WHAT YOU WILL DO: Swap every "violin" in the data below for "cello" and keep everything else unchanged, leaving the pictures out.

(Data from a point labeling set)
▼

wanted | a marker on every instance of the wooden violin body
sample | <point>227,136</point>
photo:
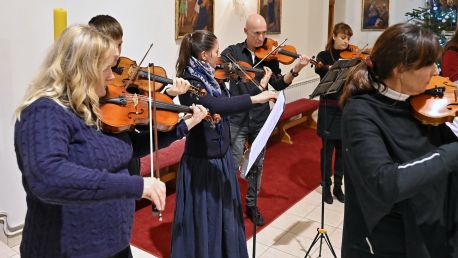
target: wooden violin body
<point>121,111</point>
<point>438,104</point>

▲

WORKED ANSWER:
wanted | a marker on every instance of the wooden cello body
sample | <point>227,136</point>
photo:
target: wooden cello body
<point>121,111</point>
<point>438,104</point>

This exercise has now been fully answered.